§ **Assignment**
Only lines containing the string "skin" belong in the answer; copy all of them from the entries.

*-*-*

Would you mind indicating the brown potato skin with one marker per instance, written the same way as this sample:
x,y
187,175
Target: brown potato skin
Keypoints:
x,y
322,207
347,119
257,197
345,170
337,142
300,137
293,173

*-*-*

§ **Answer to this task**
Would you mind indicating the brown potato skin with one marker per instance, written the same way as this sample:
Target: brown potato skin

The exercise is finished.